— BEGIN Recorded information —

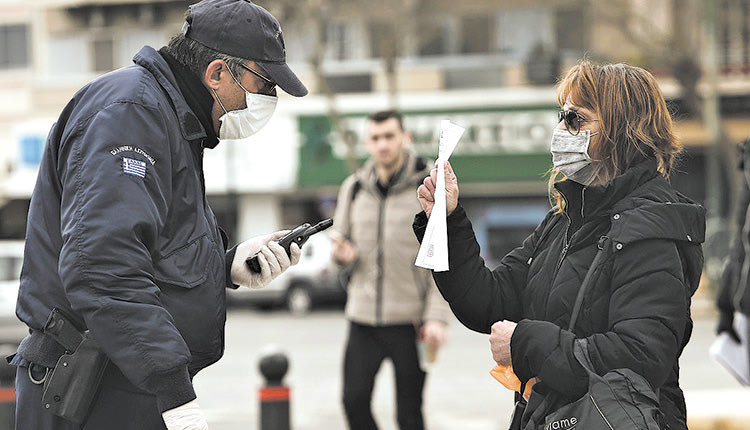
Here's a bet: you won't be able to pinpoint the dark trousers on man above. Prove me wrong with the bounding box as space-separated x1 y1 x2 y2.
344 322 425 430
16 366 166 430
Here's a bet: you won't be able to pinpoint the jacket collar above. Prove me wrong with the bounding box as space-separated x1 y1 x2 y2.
133 46 206 141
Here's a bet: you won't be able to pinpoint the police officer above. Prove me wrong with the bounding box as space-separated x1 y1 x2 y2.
11 0 307 430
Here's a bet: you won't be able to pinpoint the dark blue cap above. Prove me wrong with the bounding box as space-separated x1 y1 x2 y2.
182 0 307 97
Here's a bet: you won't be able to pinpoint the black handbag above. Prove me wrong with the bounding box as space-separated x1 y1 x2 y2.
511 236 663 430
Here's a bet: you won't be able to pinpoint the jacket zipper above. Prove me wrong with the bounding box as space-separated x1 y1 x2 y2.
552 194 572 284
375 191 388 325
552 187 586 283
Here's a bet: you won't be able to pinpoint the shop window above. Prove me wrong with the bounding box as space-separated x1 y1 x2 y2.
0 24 29 69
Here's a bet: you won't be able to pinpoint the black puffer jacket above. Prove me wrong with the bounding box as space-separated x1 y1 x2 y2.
414 160 705 430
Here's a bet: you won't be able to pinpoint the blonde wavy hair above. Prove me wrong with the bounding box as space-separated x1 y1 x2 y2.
548 60 682 211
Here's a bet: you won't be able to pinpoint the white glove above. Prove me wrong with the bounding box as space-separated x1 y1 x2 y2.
232 230 302 288
161 399 208 430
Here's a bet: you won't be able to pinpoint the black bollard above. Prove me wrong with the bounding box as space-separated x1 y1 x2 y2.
258 350 291 430
0 345 16 430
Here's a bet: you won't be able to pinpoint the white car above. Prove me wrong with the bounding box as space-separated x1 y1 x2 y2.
227 233 346 315
0 240 28 349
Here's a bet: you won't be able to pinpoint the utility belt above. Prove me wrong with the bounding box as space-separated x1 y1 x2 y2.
29 309 111 424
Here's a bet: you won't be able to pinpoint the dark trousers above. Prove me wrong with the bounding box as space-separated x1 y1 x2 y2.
16 366 166 430
344 322 425 430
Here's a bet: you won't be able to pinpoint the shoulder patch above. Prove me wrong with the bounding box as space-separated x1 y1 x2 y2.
109 145 156 165
122 157 146 178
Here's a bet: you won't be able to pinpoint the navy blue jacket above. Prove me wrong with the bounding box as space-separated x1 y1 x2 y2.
414 159 705 430
16 46 228 411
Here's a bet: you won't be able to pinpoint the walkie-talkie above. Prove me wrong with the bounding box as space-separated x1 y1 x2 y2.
245 218 333 273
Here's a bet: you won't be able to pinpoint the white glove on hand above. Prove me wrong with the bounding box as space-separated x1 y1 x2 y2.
161 399 208 430
232 230 302 288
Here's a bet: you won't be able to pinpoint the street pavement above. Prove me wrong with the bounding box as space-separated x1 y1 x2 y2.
195 309 750 430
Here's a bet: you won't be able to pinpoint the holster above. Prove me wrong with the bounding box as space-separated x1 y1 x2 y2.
42 309 109 424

— END Recorded information —

Copy the lines from the one containing "Here's a bet: you won't be able to pinpoint the street" through the end, changing "holster" to "pistol holster" and leaving everything else as it is.

_Solution to the problem:_
Here's a bet: you won't be able to pinpoint the street pavement above. Prove me wrong with the bounding box as space-separated x1 y1 x2 y2.
195 309 750 430
Here's a bet: you won't be able to pinpoint the pistol holster above. Prove me wrong with the bounding box as space-separated x1 y1 x2 y2.
42 309 109 424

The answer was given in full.